Work instructions ▸
A - Using the workers' compensation case excerpt, explain in one to three sentences why Mr. Meek brought his claim against the Second Injury Fund.
B - Carry the workers' compensation case excerpt forward from its final sentence.
::: Selected passage
On August 9, 1989, Mr. Meek sustained an alleged injury at his place of employment, Pizza Inn. Because his employer did not have workers’ compensation insurance, Mr. Meek filed a claim against the Second Injury Fund, pursuant to § 287.220.5, RSMo 1994.1 The cause was set for two pre-hearing conferences and two hearings. Mr. Meek, although receiving notice of the second hearing through certified mail, failed to appear. Pursuant to § 287.655, the claim was dismissed by Administrative Law Judge Jay Daugherty on August 29, 1991 for failure to prosecute.

[543]*543Mr. Meek’s attorney filed a motion to set aside the dismissal on September 12, 1991, but did not file an application for review with the Labor and Industrial Commission within the time period permitted under § 287.480. On November 8,1991, former Chief Administrative Law Judge Paul Margolis, Jr. signed a formal written order vacating the order of dismissal. A handwritten record on the minute sheet verifies that November 8,1991 was the date on which the vacating order was entered.

On December 22, 1991, the Second Injury Fund filed a motion to dismiss due to a lack of subject matter jurisdiction. In opposition, Mr. Meek filed a motion for an order nunc pro tunc, along with an affidavit by former ALJ Margolis. Mr. Meek’s motion and affidavit indicate that when ALJ Margolis signed the order setting aside the dismissal on November 8,1991, he actually intended to reflect that Mr. Meek’s motion was granted on September 12, 1991, the day it was submitted by Mr. Meek, but a clerical error prevented the formal order from being placed in the file at that time.
::::::
::: Provided records
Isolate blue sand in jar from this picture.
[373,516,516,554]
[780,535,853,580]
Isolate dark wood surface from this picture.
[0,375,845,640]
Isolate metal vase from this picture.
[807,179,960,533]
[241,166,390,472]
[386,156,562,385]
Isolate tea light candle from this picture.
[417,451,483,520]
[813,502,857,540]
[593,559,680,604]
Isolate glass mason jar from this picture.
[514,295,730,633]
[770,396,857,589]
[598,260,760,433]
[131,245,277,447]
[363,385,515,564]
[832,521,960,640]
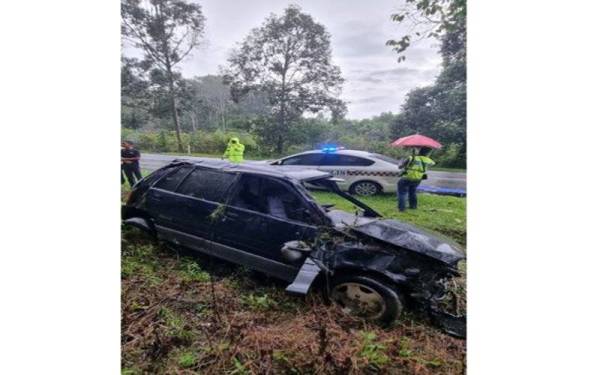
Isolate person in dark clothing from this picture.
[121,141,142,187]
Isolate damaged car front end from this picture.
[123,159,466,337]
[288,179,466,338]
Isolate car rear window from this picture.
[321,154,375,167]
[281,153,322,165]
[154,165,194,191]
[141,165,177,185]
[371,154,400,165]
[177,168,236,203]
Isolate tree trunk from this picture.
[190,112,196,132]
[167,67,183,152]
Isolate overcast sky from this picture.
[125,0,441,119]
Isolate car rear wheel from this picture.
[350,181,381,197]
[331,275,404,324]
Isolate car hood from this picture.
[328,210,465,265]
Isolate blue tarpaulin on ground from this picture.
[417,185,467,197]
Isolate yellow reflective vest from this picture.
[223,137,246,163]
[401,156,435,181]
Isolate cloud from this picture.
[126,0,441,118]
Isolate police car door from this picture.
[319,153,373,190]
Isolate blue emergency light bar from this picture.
::::::
Results by task ▸
A - Mr. Meek filed against the Second Injury Fund because his employer, Pizza Inn, did not have workers' compensation insurance.

B -
On June 9, 1993, ALJ Rebecca S. Magru-der conducted a hearing to determine the liability of the Second Injury Fund. ALJ Magruder found that the order setting aside the dismissal was void because the judge had no jurisdiction to enter such order. She noted that 8 C.S.R. 20-3.010(2)(C) only permits an ALJ to change or modify a final award up to twenty days from the date of issuance. The formal order to set aside the dismissal, she explained, was filed on November 8, 1991, approximately two months after the initial dismissal — well beyond the twenty-day time period. ALJ Magruder further held that an order nunc pro tunc could not correct this type of clerical error.

On August 9, 1993, Mr. Meek appealed ALJ Magruder’s decision to the Labor and Industrial Relations Commission, where the denial of compensation was fully affirmed. Mr. Meek now seeks review of that judgment.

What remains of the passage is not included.